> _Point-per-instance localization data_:
────

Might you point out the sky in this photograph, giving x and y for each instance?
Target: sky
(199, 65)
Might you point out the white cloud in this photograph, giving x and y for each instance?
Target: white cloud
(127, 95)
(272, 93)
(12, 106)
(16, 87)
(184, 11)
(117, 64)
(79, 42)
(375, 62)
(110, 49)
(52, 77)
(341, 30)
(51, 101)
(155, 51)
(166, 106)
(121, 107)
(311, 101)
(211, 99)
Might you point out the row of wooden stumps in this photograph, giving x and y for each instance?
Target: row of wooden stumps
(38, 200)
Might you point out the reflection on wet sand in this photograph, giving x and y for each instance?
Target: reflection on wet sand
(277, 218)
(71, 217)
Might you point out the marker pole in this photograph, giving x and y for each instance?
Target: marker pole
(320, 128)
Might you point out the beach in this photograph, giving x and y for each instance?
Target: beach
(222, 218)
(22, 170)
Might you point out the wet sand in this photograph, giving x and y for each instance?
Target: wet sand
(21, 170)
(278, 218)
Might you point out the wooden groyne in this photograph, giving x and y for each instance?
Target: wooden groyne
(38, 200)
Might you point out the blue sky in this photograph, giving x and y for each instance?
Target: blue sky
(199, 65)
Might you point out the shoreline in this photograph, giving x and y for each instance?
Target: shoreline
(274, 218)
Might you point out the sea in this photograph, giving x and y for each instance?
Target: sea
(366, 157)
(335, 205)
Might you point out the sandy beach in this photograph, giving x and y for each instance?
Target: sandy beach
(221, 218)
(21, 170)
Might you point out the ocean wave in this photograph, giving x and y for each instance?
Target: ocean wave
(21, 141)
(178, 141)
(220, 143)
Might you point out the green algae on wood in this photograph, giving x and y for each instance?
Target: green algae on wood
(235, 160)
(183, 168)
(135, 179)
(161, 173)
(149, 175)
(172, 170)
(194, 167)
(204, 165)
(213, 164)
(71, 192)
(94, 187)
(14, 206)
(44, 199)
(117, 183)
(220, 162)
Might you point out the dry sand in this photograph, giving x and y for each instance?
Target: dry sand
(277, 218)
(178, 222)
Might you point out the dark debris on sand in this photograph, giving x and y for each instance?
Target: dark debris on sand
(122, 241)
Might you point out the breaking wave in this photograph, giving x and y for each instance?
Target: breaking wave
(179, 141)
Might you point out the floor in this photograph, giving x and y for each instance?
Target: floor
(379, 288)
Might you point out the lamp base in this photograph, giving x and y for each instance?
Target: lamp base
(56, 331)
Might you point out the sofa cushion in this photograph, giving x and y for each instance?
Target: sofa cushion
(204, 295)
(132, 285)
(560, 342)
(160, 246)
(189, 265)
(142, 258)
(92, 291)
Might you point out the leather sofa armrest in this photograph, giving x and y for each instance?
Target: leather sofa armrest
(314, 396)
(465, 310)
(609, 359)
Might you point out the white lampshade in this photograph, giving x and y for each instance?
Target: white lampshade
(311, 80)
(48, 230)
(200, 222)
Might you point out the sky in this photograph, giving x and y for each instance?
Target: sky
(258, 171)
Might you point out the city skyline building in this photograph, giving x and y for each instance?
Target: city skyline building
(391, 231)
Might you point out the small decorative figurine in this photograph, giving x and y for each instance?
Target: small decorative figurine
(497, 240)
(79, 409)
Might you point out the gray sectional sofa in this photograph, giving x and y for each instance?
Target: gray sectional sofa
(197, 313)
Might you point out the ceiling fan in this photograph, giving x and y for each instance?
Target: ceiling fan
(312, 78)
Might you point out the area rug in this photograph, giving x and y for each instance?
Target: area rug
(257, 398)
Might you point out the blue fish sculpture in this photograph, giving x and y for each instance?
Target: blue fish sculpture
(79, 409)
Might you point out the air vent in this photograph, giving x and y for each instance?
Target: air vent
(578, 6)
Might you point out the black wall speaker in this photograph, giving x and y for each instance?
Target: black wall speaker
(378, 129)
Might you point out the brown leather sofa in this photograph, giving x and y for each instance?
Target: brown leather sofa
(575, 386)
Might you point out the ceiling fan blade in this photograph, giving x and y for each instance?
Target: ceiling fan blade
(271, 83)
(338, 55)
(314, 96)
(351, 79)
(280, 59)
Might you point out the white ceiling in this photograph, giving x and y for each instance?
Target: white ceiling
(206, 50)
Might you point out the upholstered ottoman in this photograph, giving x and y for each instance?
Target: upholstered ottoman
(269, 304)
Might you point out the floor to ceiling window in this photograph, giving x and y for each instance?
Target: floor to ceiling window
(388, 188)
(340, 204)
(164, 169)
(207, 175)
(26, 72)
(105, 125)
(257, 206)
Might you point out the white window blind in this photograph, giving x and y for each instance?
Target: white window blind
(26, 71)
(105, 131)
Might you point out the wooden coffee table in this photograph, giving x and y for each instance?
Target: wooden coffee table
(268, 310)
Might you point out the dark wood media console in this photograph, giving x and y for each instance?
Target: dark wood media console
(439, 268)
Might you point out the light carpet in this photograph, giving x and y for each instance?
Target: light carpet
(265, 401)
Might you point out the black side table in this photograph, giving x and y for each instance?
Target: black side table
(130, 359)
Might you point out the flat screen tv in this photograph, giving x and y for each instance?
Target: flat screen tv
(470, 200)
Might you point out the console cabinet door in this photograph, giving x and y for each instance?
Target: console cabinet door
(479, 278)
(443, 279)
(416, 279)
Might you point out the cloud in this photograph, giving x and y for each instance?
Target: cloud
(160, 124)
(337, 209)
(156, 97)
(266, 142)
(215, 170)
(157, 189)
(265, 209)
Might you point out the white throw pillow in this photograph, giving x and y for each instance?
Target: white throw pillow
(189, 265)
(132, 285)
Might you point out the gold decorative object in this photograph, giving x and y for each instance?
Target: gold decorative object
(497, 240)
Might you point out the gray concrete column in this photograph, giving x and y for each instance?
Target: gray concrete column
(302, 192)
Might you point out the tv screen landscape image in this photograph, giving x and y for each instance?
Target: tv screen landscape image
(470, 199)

────

> _Work task_:
All of the records need to be transcribed exactly.

> _Task solution_:
Might you point out the sky in this photograph, giving x and y for each instance?
Target: sky
(199, 65)
Might you point out the white cloud in this photograph, giving x and y for each instance?
Target: white cloud
(127, 95)
(272, 93)
(12, 106)
(16, 87)
(184, 11)
(117, 64)
(79, 42)
(375, 62)
(110, 49)
(52, 77)
(341, 30)
(51, 101)
(155, 51)
(166, 106)
(121, 107)
(311, 101)
(211, 99)
Might you point out the row of wooden stumps in this photograph, giving x and y for each instance?
Target: row of wooden stumps
(38, 200)
Might you point out the reflection on wet sand in this photograph, giving x and y for each instance?
Target: reflection on wet sand
(277, 218)
(71, 217)
Might you point out the marker pole in this photograph, giving x and y for each instance?
Target: marker pole
(320, 128)
Might you point out the beach in this photograph, giving x and y for each instance?
Target: beach
(222, 218)
(22, 170)
Might you point out the wet sand in this photograph, giving x and y for each instance?
Target: wet sand
(21, 170)
(278, 218)
Might you point out the wooden groyne in this photograph, giving x and y for each instance?
Target: wooden groyne
(38, 200)
Might you point out the blue sky in this photograph, giving x and y for each instance?
Target: blue sky
(199, 65)
Might you point out the shoreline in this photograph, giving x and y for each instance?
Target: shoreline
(274, 218)
Might you point out the sea in this photograph, giving x and y for each instance?
Target: sea
(366, 157)
(335, 205)
Might you point out the sandy beach in this photograph, giving x and y for each instance?
Target: sandy beach
(221, 218)
(21, 170)
Might you point out the ocean wave in this photograph, giving x and y for each instance?
Target: ocean wave
(21, 141)
(178, 141)
(220, 143)
Might you point out the green algae on wood in this photograph, giving x and y for each instance?
Target: green algae on wood
(235, 160)
(183, 168)
(135, 179)
(161, 173)
(149, 175)
(172, 170)
(194, 167)
(204, 165)
(213, 164)
(71, 192)
(94, 187)
(14, 206)
(44, 199)
(117, 183)
(220, 162)
Might you point out the dry sand in this photograph, giving x and y for each instance?
Target: dry sand
(277, 218)
(178, 222)
Might you point out the dark debris on sand in this photograph, giving x and y for each instance?
Target: dark debris on sand
(122, 241)
Might you point out the breaking wave in this photograph, giving x and y for each instance?
Target: breaking wave
(179, 141)
Might you point out the floor in this photograph, giving x and y for each instance?
Target: floor
(379, 288)
Might you point out the lamp base in this photograph, giving x and y for each instance?
Target: lamp base
(56, 331)
Might you point out the sofa cushion in this photograph, giving x and y for each instance?
Target: sofa cushion
(204, 295)
(132, 285)
(560, 342)
(160, 246)
(189, 265)
(142, 258)
(92, 291)
Might you point out the leather sofa armrest in this photograph, giving x and y for each instance?
Target: leather sofa armrest
(314, 396)
(465, 310)
(609, 359)
Might you point out the white lampshade in this photograph, giving x and y for each instance?
Target: white lampshade
(311, 80)
(48, 230)
(200, 222)
Might you point out the sky in this photograph, giving x and y for each instance?
Target: sky
(258, 171)
Might you point out the city skyline building in this photograph, giving x and y for each instance?
Target: city skyline building
(391, 231)
Might you point out the small decorative figurine in this photograph, giving x and y for each instance?
Target: small decorative figurine
(497, 240)
(79, 409)
Might you point out the gray sectional sofa in this photograph, giving x and y for each instance?
Target: gray sectional sofa
(197, 313)
Might you point out the ceiling fan in this photograph, giving x and y for each instance?
Target: ceiling fan
(312, 78)
Might you point out the area rug in this photograph, giving x and y for each instance?
Target: area rug
(257, 398)
Might you point out the blue fish sculpture in this photograph, giving x and y for each instance?
Target: blue fish sculpture
(79, 409)
Might you point out the air vent in this photograph, giving x and y for each instance?
Target: air vent
(578, 6)
Might you point out the black wall speaker in this photograph, giving x and y for each instance?
Target: black wall speaker
(378, 129)
Might you point out the brown leather sofa in this photograph, giving x and y for each instance?
Target: brown leather sofa
(575, 386)
Might you point out the ceiling fan blade in this photograph, giving x and y for each instance?
Target: ceiling fan blade
(271, 83)
(338, 55)
(314, 96)
(351, 79)
(280, 59)
Might you point out the white ceiling in this photograph, giving x and y for each instance?
Target: white ceiling
(206, 50)
Might you point out the upholstered ottoman in this photograph, giving x and y for each instance?
Target: upholstered ottoman
(269, 304)
Might you point out the floor to ceiling window in this photograph, giving x and y for each instance?
Target: floor to ceiling window
(388, 188)
(340, 204)
(164, 169)
(207, 175)
(26, 72)
(105, 125)
(257, 206)
Might you point out the white window blind in this photograph, giving x and y for each instance?
Target: white window blind
(26, 71)
(105, 131)
Might you point out the wooden coffee table in this photograph, giving x and y for each instance?
Target: wooden coffee table
(268, 310)
Might you point out the dark wood media console in this photograph, giving x and y for each instance?
Target: dark wood media console
(439, 268)
Might you point out the light carpet in this photograph, giving x and y for each instance?
Target: light carpet
(265, 401)
Might you point out the black side table in this photograph, giving x and y for each instance?
Target: black side table
(130, 359)
Might you point out the flat screen tv in this photograph, giving x and y for each instance?
Target: flat screen tv
(470, 200)
Might you point out the console cabinet door in this photograph, giving x and y for each instance?
Target: console cabinet door
(479, 278)
(443, 279)
(416, 279)
Might you point out the cloud in this photograph, giving x and y for each instance?
Target: cloud
(160, 124)
(337, 209)
(156, 97)
(266, 142)
(215, 170)
(157, 189)
(265, 209)
Might you point out the white throw pillow in this photograph, giving x and y for each instance?
Target: white throw pillow
(189, 265)
(132, 285)
Might you point out the gold decorative object in this photograph, giving x and y for each instance?
Target: gold decorative object
(497, 240)
Might you point out the gray concrete column in this photograph, giving x and y for each instance?
Target: gray concrete column
(302, 192)
Might you point out the tv screen landscape image in this photograph, giving x and y for each instance?
Target: tv screen landscape image
(470, 199)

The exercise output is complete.